Start of Dataset entries
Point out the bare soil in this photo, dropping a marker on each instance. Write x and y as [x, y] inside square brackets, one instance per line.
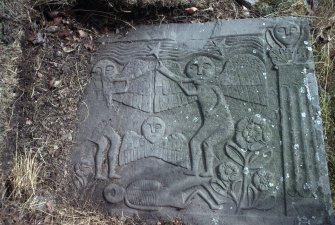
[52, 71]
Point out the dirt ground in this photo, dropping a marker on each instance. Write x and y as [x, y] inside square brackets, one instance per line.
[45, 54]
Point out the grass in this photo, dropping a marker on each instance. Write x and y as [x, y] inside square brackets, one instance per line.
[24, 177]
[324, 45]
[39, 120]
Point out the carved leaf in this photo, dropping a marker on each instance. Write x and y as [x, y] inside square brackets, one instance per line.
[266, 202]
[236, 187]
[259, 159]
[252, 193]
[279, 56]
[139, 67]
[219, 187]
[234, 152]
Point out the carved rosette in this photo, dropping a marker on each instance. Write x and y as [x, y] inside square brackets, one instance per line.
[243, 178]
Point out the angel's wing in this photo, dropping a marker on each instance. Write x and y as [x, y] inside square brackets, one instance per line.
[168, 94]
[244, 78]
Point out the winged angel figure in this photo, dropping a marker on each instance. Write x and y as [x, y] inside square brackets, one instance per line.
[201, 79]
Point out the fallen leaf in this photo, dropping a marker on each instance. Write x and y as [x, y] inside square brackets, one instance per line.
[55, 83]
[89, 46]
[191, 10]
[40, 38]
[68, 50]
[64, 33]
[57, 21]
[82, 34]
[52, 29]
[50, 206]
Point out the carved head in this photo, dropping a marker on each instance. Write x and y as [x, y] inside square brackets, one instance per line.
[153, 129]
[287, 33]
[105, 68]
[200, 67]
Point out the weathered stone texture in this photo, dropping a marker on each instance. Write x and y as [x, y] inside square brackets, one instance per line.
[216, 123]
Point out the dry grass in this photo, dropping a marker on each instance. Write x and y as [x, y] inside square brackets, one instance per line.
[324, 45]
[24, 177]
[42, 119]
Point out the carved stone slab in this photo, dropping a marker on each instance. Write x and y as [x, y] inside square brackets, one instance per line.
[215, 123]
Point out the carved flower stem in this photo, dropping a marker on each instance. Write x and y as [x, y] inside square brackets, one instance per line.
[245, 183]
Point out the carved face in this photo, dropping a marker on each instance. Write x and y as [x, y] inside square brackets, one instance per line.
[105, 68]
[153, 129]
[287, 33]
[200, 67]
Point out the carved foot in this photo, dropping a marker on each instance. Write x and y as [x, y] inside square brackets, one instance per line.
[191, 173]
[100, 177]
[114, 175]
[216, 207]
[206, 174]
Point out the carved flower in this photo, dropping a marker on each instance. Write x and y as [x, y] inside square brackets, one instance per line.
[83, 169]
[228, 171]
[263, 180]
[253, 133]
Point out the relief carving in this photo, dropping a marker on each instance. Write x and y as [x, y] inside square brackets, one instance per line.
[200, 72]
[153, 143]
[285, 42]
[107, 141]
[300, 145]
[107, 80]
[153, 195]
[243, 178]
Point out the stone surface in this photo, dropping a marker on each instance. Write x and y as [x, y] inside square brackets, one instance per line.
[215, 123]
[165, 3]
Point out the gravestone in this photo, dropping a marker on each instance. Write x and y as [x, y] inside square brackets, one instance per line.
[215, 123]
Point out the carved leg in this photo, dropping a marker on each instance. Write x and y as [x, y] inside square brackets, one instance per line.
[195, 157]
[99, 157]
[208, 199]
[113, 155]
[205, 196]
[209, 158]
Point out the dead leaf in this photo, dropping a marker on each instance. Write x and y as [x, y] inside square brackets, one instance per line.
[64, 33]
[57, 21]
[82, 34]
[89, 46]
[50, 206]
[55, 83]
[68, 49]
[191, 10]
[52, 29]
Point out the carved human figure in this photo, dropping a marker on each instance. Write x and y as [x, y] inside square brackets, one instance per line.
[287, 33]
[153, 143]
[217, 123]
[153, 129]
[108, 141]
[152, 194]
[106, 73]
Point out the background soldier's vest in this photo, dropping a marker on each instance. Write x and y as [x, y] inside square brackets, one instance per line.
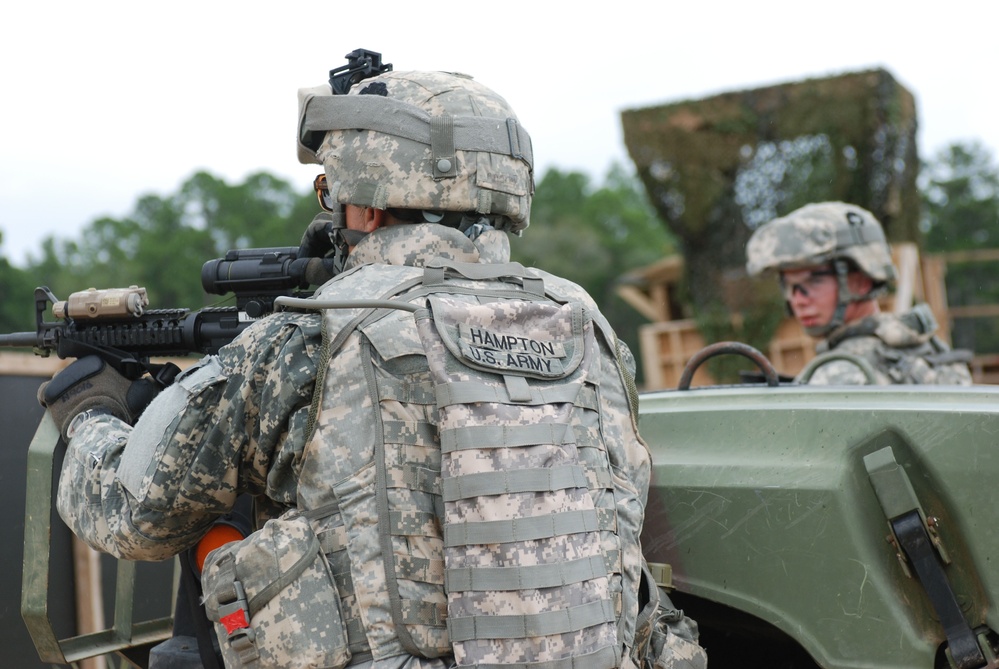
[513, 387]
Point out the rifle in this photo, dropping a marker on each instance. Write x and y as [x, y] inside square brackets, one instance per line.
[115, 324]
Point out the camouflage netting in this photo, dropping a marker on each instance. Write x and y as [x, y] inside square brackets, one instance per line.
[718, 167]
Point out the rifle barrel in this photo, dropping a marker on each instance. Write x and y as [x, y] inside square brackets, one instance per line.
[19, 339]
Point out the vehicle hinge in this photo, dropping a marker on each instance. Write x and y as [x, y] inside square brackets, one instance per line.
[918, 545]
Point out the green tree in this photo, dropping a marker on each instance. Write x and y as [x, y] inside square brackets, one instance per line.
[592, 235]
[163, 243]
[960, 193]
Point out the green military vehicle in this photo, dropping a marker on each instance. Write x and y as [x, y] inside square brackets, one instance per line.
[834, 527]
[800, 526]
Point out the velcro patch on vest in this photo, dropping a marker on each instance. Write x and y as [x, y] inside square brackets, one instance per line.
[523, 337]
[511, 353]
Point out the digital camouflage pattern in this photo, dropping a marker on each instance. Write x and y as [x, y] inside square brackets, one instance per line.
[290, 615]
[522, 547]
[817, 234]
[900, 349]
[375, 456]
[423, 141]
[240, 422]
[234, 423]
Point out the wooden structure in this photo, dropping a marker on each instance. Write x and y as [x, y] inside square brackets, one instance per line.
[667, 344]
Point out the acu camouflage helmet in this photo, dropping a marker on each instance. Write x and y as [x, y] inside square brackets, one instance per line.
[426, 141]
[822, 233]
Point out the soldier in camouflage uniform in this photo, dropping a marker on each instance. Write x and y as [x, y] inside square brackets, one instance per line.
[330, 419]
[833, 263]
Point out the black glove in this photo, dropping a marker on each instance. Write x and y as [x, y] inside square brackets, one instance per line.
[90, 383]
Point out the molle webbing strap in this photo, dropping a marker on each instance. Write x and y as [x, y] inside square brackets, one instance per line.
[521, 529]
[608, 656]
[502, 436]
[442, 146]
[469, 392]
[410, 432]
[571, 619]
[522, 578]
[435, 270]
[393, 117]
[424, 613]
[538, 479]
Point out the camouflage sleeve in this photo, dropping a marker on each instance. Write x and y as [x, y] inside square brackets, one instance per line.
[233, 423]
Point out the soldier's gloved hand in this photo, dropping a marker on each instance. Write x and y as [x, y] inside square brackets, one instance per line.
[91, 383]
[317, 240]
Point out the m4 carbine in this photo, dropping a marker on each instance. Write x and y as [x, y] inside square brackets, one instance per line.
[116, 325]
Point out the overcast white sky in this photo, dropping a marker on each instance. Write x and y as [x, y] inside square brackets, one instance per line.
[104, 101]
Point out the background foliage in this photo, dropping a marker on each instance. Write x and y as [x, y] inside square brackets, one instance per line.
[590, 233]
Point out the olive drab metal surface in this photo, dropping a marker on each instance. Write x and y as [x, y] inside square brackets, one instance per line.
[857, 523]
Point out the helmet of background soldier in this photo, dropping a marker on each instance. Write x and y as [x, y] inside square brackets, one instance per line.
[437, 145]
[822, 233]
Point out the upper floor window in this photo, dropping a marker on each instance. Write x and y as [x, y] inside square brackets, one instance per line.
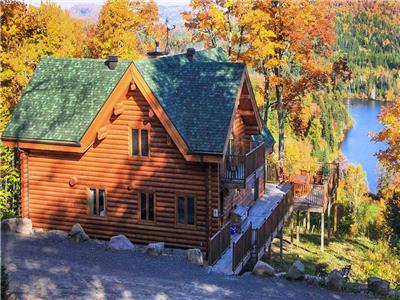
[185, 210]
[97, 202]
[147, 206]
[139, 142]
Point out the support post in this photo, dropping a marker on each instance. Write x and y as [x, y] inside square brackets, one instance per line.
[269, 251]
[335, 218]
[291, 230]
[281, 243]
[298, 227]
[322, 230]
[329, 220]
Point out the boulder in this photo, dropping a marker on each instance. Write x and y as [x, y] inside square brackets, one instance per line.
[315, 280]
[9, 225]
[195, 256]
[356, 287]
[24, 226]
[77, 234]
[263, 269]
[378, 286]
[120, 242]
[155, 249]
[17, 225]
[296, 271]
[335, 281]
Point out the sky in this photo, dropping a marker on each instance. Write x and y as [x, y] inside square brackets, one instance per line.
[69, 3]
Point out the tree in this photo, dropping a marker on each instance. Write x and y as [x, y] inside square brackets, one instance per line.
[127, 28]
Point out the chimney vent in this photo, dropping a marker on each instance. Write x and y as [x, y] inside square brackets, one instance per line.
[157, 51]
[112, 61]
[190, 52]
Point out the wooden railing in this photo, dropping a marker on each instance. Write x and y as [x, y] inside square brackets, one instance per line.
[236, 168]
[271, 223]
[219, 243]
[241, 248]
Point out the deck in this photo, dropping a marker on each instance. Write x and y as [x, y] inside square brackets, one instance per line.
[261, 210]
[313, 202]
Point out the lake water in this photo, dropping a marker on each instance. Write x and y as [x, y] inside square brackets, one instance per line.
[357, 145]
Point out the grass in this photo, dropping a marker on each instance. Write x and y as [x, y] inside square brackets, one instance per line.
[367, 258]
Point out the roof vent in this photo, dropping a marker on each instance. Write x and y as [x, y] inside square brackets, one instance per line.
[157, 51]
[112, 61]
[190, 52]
End of Dataset entries
Repeat the lines above, from the one containing "Point out the wooden railing" to the final line, word for word and with nothing else.

Result below:
Point out the wooden railing in this photo, dropping a marker on each instance. Write x and y as [x, y] inside square brackets, one instance per line.
[236, 168]
[271, 223]
[219, 243]
[241, 248]
Point out the deck in this photo, dropping a marker on each instance. Write x and y as [x, y] inside square brackets, one instance per line.
[261, 210]
[313, 202]
Point out the lake water in this photo, dropping a marker on each instance. Write x and y as [x, y] inside square brackets, one instance per line.
[357, 145]
Point out the grass in this photo, dropping a marker on each instance. Write x and y as [x, y] inside square brackets, one instance per line.
[367, 258]
Point out the roof vent in this photo, dropping a marker on each instance. Write x and y as [x, y] inside square brackets, one instance per line.
[157, 51]
[112, 61]
[190, 52]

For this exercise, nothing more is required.